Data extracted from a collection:
□ □ □ □ □
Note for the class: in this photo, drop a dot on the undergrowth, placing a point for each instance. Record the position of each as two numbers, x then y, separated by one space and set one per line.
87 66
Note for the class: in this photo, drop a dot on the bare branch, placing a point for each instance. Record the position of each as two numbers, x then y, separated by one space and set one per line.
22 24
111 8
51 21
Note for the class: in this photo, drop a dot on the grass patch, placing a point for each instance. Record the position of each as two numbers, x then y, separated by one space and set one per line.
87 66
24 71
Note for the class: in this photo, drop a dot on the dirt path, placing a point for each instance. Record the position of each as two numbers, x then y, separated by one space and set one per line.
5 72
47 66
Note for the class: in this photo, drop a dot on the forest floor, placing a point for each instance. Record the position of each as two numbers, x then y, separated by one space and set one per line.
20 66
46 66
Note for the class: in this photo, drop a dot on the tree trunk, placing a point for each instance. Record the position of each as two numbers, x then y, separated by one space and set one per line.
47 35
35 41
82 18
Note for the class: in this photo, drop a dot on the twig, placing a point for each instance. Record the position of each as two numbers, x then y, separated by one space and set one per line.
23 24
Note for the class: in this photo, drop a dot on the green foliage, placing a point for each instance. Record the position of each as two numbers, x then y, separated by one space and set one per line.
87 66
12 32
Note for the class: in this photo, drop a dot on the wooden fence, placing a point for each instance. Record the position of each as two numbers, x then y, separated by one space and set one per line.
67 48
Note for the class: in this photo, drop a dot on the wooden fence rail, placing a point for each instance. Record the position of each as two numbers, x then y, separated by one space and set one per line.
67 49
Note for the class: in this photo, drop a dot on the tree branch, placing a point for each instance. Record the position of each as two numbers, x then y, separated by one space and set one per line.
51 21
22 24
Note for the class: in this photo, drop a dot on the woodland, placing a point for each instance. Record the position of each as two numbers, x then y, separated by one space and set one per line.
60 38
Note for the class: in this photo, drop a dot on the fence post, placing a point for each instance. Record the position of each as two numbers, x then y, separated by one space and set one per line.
□ □ □ □ □
§ **Exercise instructions**:
Extract the lines above from the one containing "fence rail, placing" to the last line, both included, exactly as written.

§ **Exercise response**:
Note for the class: in this photo, drop a dot on the wooden fence rail, placing a point for each instance. Record the position of each as two numbers, x then y, separated by one space and set one per line.
67 49
Note for the class: in this photo, drop a dot on the tree branch, placing a point for each instance. Record the position of each as two numbers, x then y, separated by one space and set one per line.
51 21
22 24
Note for the class: in this photo, drop a dot on the woodland, placing a point for each instance. Record the position of each as two numbers, x then y, separated by one space and set one per line.
60 38
Note for the class: in this photo, drop a dot on the fence post, placing a point for each instance. Record the position of each as two numbers, x then y, separated by one space and set one per line.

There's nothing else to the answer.